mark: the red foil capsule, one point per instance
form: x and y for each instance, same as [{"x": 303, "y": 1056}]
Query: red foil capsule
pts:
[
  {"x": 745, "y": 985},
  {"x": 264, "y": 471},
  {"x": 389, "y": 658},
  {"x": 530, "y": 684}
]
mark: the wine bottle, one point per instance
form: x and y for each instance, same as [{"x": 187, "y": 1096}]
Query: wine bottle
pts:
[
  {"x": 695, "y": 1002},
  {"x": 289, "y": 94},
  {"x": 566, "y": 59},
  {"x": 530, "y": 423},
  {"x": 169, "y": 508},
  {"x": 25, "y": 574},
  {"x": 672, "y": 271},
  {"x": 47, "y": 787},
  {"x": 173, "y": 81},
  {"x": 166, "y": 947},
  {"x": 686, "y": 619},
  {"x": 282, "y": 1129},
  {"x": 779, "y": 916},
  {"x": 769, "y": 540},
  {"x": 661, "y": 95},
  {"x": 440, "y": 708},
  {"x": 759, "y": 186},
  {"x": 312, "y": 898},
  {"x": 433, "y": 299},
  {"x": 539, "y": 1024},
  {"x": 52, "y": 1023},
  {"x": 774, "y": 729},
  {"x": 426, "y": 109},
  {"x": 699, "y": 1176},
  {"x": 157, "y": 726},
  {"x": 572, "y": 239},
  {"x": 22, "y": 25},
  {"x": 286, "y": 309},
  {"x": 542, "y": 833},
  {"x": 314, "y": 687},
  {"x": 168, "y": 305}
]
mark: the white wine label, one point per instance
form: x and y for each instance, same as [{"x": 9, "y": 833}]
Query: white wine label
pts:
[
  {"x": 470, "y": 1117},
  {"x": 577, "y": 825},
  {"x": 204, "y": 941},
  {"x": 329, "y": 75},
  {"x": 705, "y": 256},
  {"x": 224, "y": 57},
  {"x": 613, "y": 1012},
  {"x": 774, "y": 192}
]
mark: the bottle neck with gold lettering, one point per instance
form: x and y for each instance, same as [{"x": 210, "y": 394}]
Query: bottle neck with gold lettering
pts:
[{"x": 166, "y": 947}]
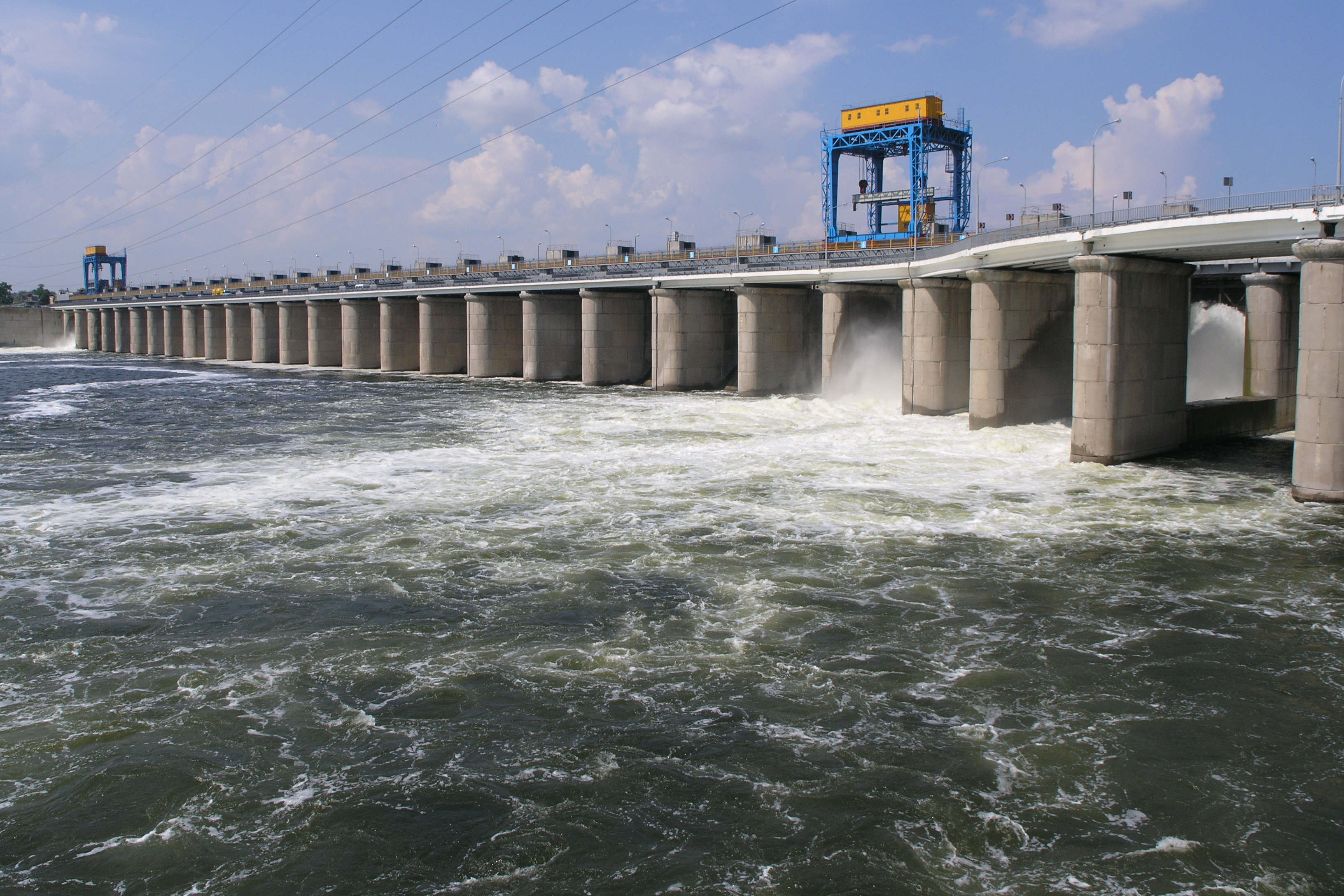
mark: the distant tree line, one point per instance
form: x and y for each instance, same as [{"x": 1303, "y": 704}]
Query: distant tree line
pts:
[{"x": 40, "y": 296}]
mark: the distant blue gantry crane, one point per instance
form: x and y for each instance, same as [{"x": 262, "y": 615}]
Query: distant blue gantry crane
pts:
[
  {"x": 95, "y": 259},
  {"x": 912, "y": 128}
]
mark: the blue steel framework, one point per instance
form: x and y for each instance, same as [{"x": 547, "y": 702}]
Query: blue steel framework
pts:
[
  {"x": 915, "y": 140},
  {"x": 93, "y": 265}
]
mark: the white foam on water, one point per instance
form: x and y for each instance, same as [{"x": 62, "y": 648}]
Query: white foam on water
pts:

◆ ◆ ◆ ◆ ◆

- WRITTEN REQUEST: Every entry should be returned exactly as written, minus the pictures.

- WORKED ANSWER:
mark: the red foil capsule, one point per instance
form: x and y for each instance, same as [{"x": 303, "y": 1056}]
Query: red foil capsule
pts:
[
  {"x": 745, "y": 985},
  {"x": 264, "y": 471},
  {"x": 389, "y": 658},
  {"x": 530, "y": 684}
]
mark: the wine bottle, one point per instance
form: x and y for each instance, same as [{"x": 187, "y": 1096}]
Query: wine bottle
pts:
[
  {"x": 695, "y": 1002},
  {"x": 289, "y": 94},
  {"x": 566, "y": 59},
  {"x": 530, "y": 423},
  {"x": 169, "y": 508},
  {"x": 25, "y": 574},
  {"x": 672, "y": 271},
  {"x": 47, "y": 787},
  {"x": 173, "y": 81},
  {"x": 166, "y": 947},
  {"x": 686, "y": 619},
  {"x": 282, "y": 1129},
  {"x": 779, "y": 916},
  {"x": 769, "y": 540},
  {"x": 661, "y": 95},
  {"x": 440, "y": 708},
  {"x": 759, "y": 186},
  {"x": 312, "y": 898},
  {"x": 433, "y": 299},
  {"x": 539, "y": 1024},
  {"x": 52, "y": 1023},
  {"x": 774, "y": 729},
  {"x": 426, "y": 109},
  {"x": 699, "y": 1176},
  {"x": 157, "y": 726},
  {"x": 572, "y": 239},
  {"x": 22, "y": 25},
  {"x": 286, "y": 309},
  {"x": 542, "y": 833},
  {"x": 314, "y": 687},
  {"x": 168, "y": 305}
]
mark: the white wine label, one point per instance
form: x and y for each instance, same as [{"x": 9, "y": 833}]
Query: white wine label
pts:
[
  {"x": 470, "y": 1117},
  {"x": 577, "y": 825},
  {"x": 204, "y": 941},
  {"x": 329, "y": 75},
  {"x": 705, "y": 256},
  {"x": 224, "y": 57},
  {"x": 613, "y": 1012},
  {"x": 774, "y": 192}
]
mark: the bottle neck with gold lettering, one point per instance
form: x and y for each instance, same as [{"x": 210, "y": 394}]
Query: bottle neck with gold lettering
pts:
[{"x": 166, "y": 947}]
mark: the distant tree line, one point per instance
form: x and y for each instance, same as [{"x": 1303, "y": 704}]
Query: distant tree line
pts:
[{"x": 40, "y": 296}]
mark: the distant blue gantry crane, one point per instance
form: x and y for each instance, same as [{"x": 262, "y": 615}]
Query: distant blue gantry crane
pts:
[
  {"x": 95, "y": 259},
  {"x": 912, "y": 128}
]
mark: the blue steel framework, one point per instance
form: x and y for each instance, same as [{"x": 547, "y": 702}]
Query: blue steel framework
pts:
[
  {"x": 915, "y": 140},
  {"x": 93, "y": 265}
]
mark: the white foam on water, one point per instance
form: x and y for each instance, same as [{"x": 62, "y": 648}]
Query: white foam on water
pts:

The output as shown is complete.